Written exercise: Extract the full listing below without altering a single character.

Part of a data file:
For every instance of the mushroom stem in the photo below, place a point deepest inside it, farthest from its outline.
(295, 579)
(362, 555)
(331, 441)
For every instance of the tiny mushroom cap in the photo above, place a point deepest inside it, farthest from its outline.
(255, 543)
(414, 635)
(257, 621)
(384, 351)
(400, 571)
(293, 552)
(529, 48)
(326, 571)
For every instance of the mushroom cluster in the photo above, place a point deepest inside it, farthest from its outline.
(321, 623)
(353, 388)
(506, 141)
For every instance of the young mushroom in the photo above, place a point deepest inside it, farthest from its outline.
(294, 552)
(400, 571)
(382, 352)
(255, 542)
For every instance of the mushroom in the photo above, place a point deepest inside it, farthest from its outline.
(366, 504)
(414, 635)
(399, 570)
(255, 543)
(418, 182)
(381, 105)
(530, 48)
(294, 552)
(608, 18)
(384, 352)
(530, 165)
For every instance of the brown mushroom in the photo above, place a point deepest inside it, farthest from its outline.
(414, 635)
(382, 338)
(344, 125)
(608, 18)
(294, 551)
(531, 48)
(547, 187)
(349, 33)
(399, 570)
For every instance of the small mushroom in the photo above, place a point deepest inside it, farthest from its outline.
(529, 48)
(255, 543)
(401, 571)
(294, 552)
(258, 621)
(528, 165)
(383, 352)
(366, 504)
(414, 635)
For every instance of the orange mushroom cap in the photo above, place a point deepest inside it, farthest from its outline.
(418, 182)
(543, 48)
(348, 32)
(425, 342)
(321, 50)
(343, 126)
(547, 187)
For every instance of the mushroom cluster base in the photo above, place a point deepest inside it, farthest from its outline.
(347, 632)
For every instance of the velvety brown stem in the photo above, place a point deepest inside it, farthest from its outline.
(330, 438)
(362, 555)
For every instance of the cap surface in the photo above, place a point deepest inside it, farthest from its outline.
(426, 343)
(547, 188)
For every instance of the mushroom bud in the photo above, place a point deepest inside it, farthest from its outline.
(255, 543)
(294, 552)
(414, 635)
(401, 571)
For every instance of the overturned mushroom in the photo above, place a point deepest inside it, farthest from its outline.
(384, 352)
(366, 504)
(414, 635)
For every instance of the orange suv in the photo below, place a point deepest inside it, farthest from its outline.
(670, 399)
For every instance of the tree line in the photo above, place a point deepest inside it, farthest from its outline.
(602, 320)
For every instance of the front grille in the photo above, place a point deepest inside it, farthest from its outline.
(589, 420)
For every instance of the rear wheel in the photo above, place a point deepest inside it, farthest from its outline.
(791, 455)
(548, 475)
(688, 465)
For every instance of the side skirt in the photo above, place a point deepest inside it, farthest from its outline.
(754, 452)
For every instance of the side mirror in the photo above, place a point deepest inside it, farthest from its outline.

Answer to this problem:
For every instance of the mushroom stem in the photo below, place a point deepest inside it, farthest from its outline.
(295, 579)
(362, 555)
(331, 441)
For every instance of the tiny mushroom cap in the photo above, place a point deepest inside it, farthest from its outline.
(255, 543)
(414, 635)
(257, 621)
(384, 351)
(400, 571)
(293, 552)
(529, 48)
(326, 571)
For every instance of the mushroom cluster in the photo above, place a point deepest inside it, farthest from its outline.
(321, 623)
(353, 388)
(506, 141)
For every instance of the young mushroom in the photo above, place a point deepest inside it, farthest from its outline.
(294, 552)
(400, 571)
(382, 352)
(255, 542)
For every instance of the mushroom in the photo above, place a point deepest inside it, farthest from its outline.
(366, 504)
(414, 635)
(399, 570)
(255, 543)
(418, 182)
(381, 105)
(530, 48)
(294, 552)
(608, 18)
(384, 352)
(530, 165)
For every instance of the brown mushroom in the photo above, place a point deepest inside it, farthest from its outline.
(414, 635)
(382, 338)
(344, 125)
(608, 18)
(294, 551)
(531, 48)
(547, 187)
(349, 33)
(399, 570)
For every instance of the small mushroom in the photo above, place a point deepest inside it, farthest from its outline.
(529, 48)
(255, 543)
(401, 571)
(294, 552)
(258, 621)
(528, 165)
(383, 352)
(366, 504)
(414, 635)
For every instance of the orange mushroom cap in the photo above, place a point deepest inside it, farthest from its outline.
(418, 182)
(543, 48)
(348, 32)
(425, 342)
(321, 50)
(343, 126)
(547, 187)
For every instance of the mushroom cluster base in the photo above, place a point deepest inside it, farthest from its outline.
(347, 632)
For every instance of the velvety brown stem in the photo above, place a point deepest inside it, farthest from its outline.
(330, 438)
(362, 555)
For every instance of the cap surface in the photo above, place a point deepest inside it, farthest from its outline.
(426, 343)
(547, 188)
For every instance of the mushroom bud in the photo above, place a point deepest inside it, farthest from its outline.
(255, 543)
(294, 552)
(414, 635)
(401, 571)
For every instance of the overturned mushroom in the photo above, place a point deepest inside it, farthest from its outline.
(384, 352)
(366, 504)
(414, 635)
For every instance of the orange suv in the photo below, place a point deepest inside it, farthest from its outline.
(670, 399)
For every instance of the tree line in the photo above, place a point deepest inside it, farthest from its outline.
(602, 320)
For every instance of the front grille in the photo above, place a point deepest inside it, farthest from its outline.
(589, 420)
For every instance of the rear wheel in the photo above, place a point deepest inside it, farthest from its outline.
(791, 455)
(548, 475)
(688, 465)
For every instance of the side skirt in the photo above, place a point deepest inside it, farthest from its outline.
(754, 452)
For every instance of the side mirror in the photo above, place a point deepest inside it, farthest from its outline.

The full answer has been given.